REQUIREMENT A:
Extract the part of the Pyura doppelgangera text between "Species of sea" and "or artificial structures.", inclusive.
REQUIREMENT B:
For each statement below, answer yes or no depending on whether the Pyura doppelgangera text agrees with it, and quote the words from the text that decide it. (i) The species is native to New Zealand. (ii) The spread of the species in South Australia has stalled. (iii) Pyura doppelgangera and P. praeputialis cannot be told apart from the outside.

Species of sea squirt

Pyura doppelgangera, the doppelganger cunjevoi, is a tunicate that lives in coastal waters of Australasia attached to rocks or artificial structures.

==Distribution==
This species is particularly common in Tasmania. It has also been reported from South Gippsland, Victoria (Port Welshpool and Port Albert), South Australia (Adelaide) and the extreme north of New Zealand's North Island. Genetic data from rapidly mutating microsatellites indicate that the species is native to Tasmania and that all non-Tasmanian populations were introduced through human activities during the period of European settlement. The invasion success of the introduced populations varies depending on the presence of suitable substrates. While the species is rapidly expanding its range in New Zealand (where rocky shore habitat is continuous), the invasion of South Australia has stalled because the region mostly has sandy beaches, and settlement is limited to artificial structures.

==Description==
Pyura doppelgangera usually does not grow taller than about 50–60 mm. It has a brown tunic that has sand embedded in it.

==Taxonomy==
Pyura doppelgangera is a member of the "P. stolonifera species complex", which includes at least five species of large, solitary ascidians that are all often incorrectly referred to as P. stolonifera in the literature. It shares a recent ancestor with P. praeputialis, a larger species commonly referred to a "cunjevoi" or "cunjie", which is common in coastal areas of the south-eastern Australian mainland and which is a non-indigenous species in Antofagasta, Chile. Although a difference exists regarding the maximum body size of these closely related species, they are indistinguishable externally. Genetic methods have recovered the two species as highly distinct evolutionary lineages.

==Etymology==
The species is named Pyura doppelgangera after the German word Doppelgänger, which in its narrowest sense means "look-alike" (i.e. somebody who closely resembles somebody else). The name reflects the difficulty in distinguishing this species from P. praeputialis because of their very similar morphology.

EXTRACTED MATERIAL:
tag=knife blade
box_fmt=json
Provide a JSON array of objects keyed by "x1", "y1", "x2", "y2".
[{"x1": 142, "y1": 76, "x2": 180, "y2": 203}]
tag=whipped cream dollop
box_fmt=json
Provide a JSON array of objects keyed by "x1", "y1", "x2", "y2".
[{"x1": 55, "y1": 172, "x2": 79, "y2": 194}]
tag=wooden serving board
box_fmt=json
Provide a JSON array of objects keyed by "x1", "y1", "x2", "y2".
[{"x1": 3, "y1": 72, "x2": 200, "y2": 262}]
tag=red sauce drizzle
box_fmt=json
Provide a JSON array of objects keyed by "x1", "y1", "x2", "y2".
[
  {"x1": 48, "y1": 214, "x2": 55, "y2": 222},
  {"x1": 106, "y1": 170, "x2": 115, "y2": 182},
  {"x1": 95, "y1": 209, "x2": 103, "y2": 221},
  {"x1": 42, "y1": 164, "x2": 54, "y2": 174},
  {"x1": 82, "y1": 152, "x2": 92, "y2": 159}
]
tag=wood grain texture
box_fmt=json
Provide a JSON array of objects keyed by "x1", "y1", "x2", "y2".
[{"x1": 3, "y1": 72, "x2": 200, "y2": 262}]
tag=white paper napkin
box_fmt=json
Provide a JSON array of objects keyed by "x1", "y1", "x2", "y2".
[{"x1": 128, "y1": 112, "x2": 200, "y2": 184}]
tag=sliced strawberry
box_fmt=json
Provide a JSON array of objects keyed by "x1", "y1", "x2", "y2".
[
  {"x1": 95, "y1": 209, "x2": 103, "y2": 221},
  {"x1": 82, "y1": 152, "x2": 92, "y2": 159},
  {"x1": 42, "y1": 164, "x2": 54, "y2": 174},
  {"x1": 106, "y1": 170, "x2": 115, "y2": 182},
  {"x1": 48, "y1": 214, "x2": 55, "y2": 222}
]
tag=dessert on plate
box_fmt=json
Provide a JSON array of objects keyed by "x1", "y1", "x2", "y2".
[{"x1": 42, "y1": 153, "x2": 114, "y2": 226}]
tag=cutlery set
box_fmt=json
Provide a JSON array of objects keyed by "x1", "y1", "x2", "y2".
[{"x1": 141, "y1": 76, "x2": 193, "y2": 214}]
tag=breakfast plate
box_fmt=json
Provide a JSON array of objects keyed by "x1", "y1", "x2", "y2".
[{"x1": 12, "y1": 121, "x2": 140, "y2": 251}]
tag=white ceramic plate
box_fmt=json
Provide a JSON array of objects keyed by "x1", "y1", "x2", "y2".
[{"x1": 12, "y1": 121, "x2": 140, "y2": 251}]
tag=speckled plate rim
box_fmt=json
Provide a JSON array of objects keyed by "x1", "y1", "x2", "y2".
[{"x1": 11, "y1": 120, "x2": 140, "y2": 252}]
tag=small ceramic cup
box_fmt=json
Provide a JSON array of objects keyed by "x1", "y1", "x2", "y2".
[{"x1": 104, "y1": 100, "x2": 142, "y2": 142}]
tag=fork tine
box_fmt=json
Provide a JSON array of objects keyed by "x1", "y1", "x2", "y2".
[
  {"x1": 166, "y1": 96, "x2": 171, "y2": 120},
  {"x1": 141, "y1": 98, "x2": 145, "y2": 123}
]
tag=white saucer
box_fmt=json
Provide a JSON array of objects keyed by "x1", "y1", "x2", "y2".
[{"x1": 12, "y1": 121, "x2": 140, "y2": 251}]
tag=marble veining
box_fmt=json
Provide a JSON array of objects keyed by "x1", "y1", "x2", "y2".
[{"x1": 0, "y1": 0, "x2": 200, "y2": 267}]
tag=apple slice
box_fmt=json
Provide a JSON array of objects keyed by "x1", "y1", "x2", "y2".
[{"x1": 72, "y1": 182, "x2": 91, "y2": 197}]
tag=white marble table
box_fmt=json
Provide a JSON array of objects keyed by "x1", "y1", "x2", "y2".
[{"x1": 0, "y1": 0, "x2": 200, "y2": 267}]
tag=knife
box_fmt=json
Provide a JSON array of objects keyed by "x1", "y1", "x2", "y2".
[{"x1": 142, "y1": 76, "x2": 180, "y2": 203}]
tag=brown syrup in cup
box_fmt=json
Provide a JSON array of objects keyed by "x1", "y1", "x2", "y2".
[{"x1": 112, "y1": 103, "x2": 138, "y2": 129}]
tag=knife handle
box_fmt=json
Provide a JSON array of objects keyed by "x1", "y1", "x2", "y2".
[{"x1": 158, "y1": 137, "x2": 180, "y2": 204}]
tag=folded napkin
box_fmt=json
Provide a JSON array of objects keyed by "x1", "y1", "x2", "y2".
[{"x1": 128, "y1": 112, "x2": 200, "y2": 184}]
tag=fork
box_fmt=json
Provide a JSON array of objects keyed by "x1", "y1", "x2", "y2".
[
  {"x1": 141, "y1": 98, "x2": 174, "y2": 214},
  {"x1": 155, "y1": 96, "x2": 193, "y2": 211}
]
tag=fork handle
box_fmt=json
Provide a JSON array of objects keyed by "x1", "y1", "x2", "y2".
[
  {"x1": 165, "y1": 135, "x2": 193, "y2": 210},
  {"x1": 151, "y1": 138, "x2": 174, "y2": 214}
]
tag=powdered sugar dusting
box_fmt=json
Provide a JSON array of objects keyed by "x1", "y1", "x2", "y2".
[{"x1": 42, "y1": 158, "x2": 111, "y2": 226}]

EXERCISE SOLUTION A:
Species of sea squirt

Pyura doppelgangera, the doppelganger cunjevoi, is a tunicate that lives in coastal waters of Australasia attached to rocks or artificial structures.

EXERCISE SOLUTION B:
(i) No: "the species is native to Tasmania and that all non-Tasmanian populations were introduced through human activities"
(ii) Yes: "the invasion of South Australia has stalled"
(iii) Yes: "they are indistinguishable externally"